**What you need to do**:
This task calls for copying each line below that contains "browned".

**Exercise inputs**:
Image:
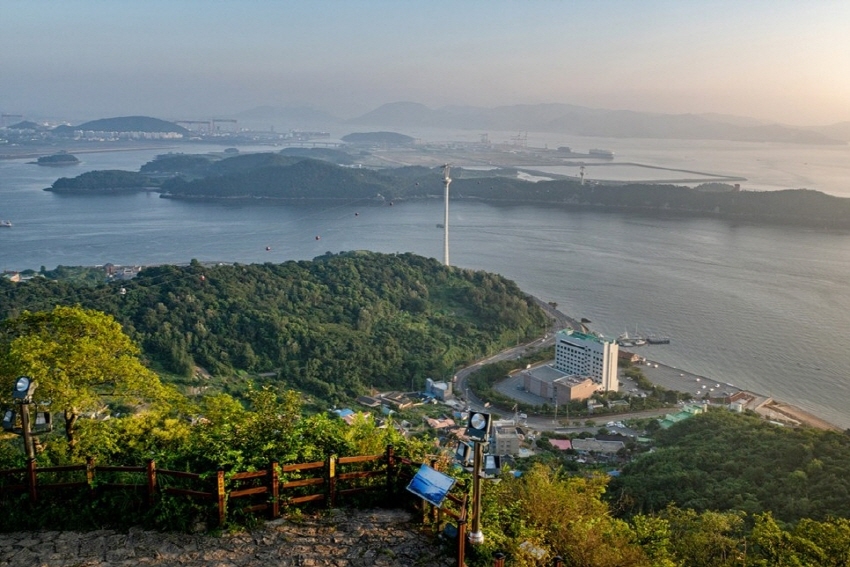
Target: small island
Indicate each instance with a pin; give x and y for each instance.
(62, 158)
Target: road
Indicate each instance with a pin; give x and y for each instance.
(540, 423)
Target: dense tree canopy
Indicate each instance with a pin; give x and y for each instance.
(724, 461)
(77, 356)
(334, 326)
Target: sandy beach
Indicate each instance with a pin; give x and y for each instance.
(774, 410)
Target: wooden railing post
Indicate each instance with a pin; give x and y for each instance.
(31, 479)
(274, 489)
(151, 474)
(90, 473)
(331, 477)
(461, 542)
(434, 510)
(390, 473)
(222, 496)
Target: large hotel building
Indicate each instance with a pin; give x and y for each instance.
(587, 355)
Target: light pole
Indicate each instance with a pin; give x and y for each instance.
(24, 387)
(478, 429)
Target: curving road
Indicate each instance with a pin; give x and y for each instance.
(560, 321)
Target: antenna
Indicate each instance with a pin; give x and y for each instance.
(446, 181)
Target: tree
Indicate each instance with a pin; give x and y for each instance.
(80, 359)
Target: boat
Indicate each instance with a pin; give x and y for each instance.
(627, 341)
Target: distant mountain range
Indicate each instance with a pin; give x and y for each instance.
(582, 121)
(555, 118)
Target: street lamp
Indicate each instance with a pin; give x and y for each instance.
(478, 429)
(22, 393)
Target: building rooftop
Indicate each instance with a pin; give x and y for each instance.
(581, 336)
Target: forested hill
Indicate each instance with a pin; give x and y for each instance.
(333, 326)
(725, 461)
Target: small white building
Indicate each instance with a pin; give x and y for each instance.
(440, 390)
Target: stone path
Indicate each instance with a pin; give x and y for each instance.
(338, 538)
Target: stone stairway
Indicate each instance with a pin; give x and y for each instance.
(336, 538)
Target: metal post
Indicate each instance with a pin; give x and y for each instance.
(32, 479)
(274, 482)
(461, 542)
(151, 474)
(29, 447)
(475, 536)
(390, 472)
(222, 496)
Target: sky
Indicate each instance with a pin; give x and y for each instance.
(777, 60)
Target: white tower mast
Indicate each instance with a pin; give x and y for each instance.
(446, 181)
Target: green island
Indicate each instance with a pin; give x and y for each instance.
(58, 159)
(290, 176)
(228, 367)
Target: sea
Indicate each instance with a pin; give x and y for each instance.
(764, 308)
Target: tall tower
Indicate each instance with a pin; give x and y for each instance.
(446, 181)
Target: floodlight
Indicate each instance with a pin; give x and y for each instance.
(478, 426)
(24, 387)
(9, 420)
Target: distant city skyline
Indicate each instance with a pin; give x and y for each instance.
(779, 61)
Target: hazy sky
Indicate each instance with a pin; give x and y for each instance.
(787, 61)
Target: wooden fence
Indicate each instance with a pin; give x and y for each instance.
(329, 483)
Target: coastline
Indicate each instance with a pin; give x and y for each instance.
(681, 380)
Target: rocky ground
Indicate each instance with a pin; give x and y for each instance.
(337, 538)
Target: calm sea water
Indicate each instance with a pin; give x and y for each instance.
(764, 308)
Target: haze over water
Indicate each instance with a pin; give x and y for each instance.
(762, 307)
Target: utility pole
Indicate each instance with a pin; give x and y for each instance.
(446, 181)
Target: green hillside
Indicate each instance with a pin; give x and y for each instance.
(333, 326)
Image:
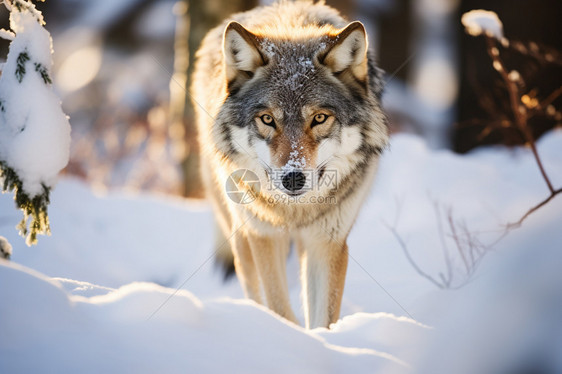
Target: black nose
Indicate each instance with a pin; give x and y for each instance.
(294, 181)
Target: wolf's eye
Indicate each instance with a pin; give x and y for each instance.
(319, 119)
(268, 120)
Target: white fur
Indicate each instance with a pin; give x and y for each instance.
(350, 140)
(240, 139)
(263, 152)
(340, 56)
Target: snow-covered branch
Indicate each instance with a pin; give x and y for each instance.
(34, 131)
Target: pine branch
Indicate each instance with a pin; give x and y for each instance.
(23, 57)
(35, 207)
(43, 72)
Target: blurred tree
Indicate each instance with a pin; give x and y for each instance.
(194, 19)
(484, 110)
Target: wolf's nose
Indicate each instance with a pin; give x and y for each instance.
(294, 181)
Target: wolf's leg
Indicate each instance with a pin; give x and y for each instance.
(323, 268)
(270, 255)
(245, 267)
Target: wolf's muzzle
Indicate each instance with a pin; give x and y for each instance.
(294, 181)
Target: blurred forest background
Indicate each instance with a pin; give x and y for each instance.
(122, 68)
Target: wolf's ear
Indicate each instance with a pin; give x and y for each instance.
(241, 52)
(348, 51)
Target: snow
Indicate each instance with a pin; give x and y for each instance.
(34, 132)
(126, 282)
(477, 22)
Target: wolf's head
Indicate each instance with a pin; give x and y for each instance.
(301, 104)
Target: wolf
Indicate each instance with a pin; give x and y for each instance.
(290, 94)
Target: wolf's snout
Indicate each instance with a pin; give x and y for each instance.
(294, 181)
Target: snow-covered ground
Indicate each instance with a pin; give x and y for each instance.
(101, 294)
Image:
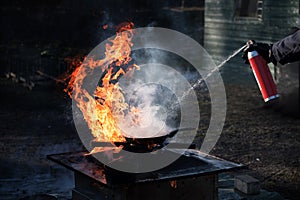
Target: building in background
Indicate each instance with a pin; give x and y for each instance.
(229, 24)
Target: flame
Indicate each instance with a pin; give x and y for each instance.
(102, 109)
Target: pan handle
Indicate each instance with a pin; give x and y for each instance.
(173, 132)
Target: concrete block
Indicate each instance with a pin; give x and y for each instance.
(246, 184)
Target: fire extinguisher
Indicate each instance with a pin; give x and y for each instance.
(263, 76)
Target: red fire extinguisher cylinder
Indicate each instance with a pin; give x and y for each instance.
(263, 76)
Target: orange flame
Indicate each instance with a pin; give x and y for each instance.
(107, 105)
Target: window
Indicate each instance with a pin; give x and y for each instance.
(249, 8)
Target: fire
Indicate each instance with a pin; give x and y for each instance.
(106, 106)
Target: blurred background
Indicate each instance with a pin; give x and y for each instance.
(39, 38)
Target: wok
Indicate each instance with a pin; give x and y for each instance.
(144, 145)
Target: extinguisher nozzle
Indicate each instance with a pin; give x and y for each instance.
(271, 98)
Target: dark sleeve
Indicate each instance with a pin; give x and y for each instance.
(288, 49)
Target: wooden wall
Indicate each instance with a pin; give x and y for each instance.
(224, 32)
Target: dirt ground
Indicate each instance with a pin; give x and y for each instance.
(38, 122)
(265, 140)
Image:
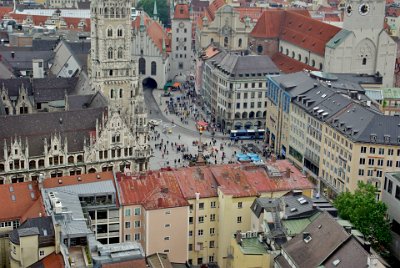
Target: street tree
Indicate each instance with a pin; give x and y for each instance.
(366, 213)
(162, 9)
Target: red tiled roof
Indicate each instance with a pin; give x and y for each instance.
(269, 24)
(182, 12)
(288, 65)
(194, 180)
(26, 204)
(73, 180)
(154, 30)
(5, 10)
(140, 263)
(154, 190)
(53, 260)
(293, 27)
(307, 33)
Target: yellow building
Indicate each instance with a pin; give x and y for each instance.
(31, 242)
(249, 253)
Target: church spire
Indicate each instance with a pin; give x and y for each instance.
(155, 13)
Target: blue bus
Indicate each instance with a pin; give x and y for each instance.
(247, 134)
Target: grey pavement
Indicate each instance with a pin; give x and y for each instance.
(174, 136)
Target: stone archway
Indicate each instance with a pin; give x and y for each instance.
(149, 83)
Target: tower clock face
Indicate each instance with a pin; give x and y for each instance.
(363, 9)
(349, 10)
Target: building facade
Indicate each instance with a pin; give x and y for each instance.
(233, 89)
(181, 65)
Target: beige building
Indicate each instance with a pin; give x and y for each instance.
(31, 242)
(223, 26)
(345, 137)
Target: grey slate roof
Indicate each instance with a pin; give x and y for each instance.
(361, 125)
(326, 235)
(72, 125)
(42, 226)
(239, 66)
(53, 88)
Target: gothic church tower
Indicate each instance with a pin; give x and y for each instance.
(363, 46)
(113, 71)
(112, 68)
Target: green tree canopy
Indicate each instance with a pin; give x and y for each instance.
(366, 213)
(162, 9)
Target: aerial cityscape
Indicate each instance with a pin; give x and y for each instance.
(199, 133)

==

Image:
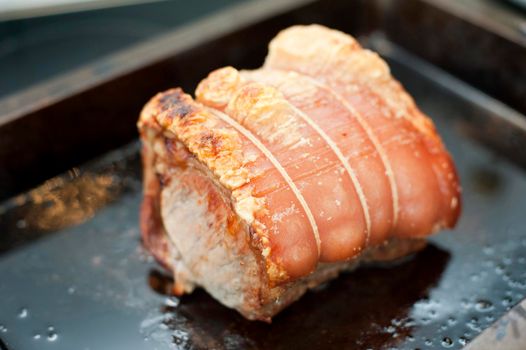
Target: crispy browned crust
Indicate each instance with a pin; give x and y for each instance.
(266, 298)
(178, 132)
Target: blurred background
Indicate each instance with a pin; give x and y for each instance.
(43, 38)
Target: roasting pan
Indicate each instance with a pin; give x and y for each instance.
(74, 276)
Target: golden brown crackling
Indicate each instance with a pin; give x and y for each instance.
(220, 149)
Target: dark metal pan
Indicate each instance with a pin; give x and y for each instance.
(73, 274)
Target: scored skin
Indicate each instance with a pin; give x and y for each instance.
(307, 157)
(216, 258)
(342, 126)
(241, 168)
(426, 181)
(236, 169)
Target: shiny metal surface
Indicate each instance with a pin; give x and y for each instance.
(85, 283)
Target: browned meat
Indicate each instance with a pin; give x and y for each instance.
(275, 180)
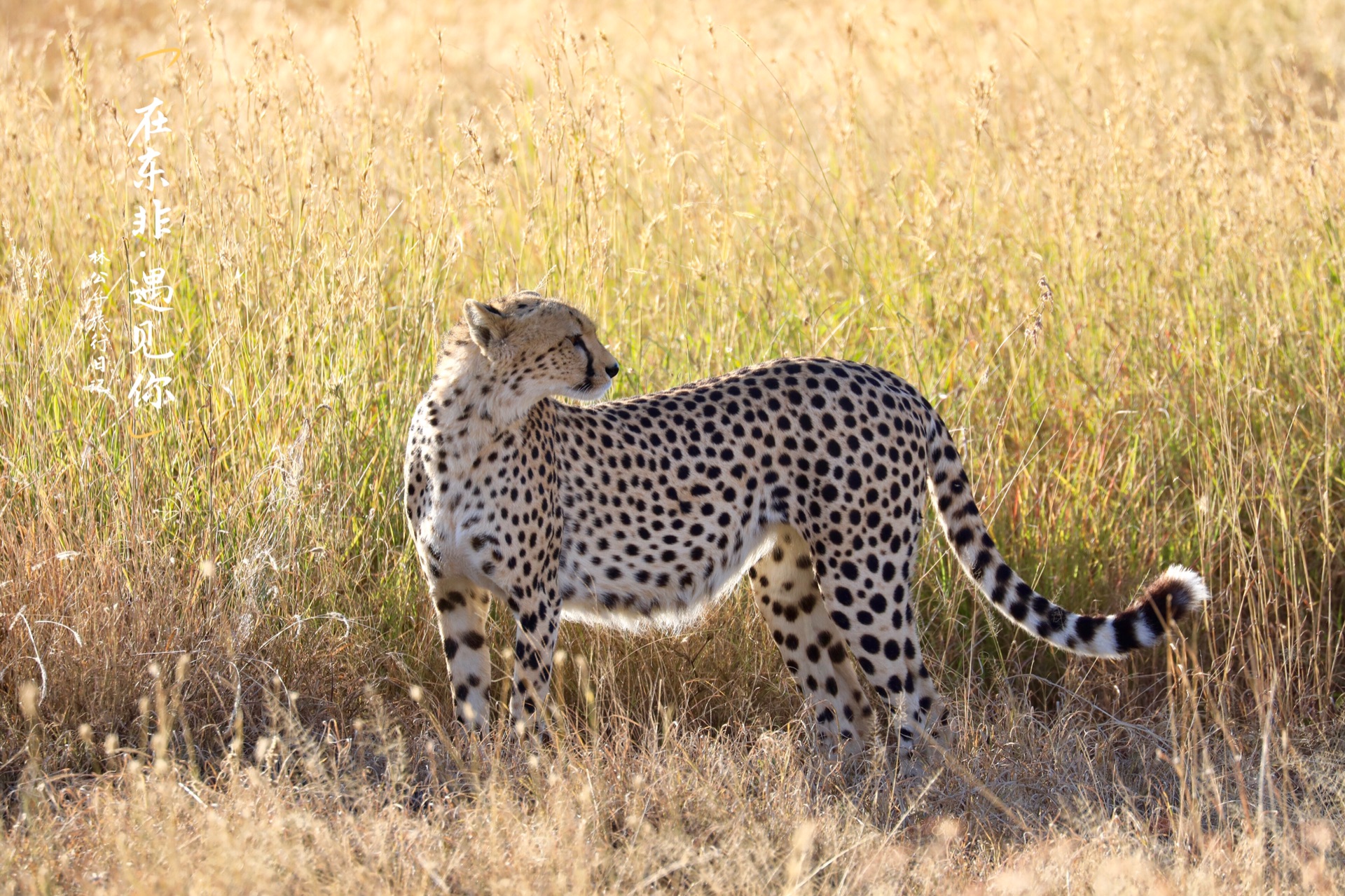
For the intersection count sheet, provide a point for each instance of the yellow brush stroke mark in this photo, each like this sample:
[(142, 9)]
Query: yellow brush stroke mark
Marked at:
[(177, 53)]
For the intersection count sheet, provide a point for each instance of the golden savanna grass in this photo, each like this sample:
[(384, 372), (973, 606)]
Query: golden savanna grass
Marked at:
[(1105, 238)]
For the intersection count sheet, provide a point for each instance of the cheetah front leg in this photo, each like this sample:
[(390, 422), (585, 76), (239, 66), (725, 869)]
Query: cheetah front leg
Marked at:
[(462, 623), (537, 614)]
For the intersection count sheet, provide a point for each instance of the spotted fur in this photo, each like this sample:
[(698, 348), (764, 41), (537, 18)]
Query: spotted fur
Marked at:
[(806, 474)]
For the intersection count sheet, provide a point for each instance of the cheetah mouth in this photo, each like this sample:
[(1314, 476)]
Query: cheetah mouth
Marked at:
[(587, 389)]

**Response box**:
Target: crispy browned crust
Target: browned meat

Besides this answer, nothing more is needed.